begin Provided passage

# Excuse me! I didn't realize that you are Spanish



## SuperMarioBro

*Excuse me! I didn't realize that you are Spanish*
Is this the correct translation:

Scusa! Non mi sono reso che sei spangolo . . .


----------



## nikis

SuperMarioBro said:


> Is this the correct translation:
> 
> Scusa! Non mi sono reso conto che sei spangolo . . .


 

Scusa non mi ero reso conto che fossi spagnolo
Scusa non avevo capito che sei spagnolo

Bye


----------



## Einstein

Also in English I'd tend to use the past: *Excuse me! I didn't realize that you were Spanish.*


----------



## london calling

Einstein said:


> Also in English I'd tend to use the past: *Excuse me! I didn't realize that you were Spanish.*


So would I! _Are_ sounds odd to me here.

Or :

_Sorry! I hadn't realised you were Spanish!_


----------



## Alxmrphi

Hmm, I would have said "non ho realizzato" ...... would this be wrong?
It's just easier than using accorgersi/rendersi conto, is 'realizzare' the same thing or different?

end Provided passage
begin Material

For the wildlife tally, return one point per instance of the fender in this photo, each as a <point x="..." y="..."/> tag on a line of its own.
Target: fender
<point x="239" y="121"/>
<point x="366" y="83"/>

end Material

* [Set task 1]: Rewrite the forum thread from "## london calling" through "to me here.", swapping "odd" for "strange".
* [Set task 2]: List the user name of every person who posted in the forum thread.

* [Reply 1]:
## london calling

Einstein said:


> Also in English I'd tend to use the past: *Excuse me! I didn't realize that you were Spanish.*


So would I! _Are_ sounds strange to me here.

* [Reply 2]: SuperMarioBro, nikis, Einstein, london calling, Alxmrphi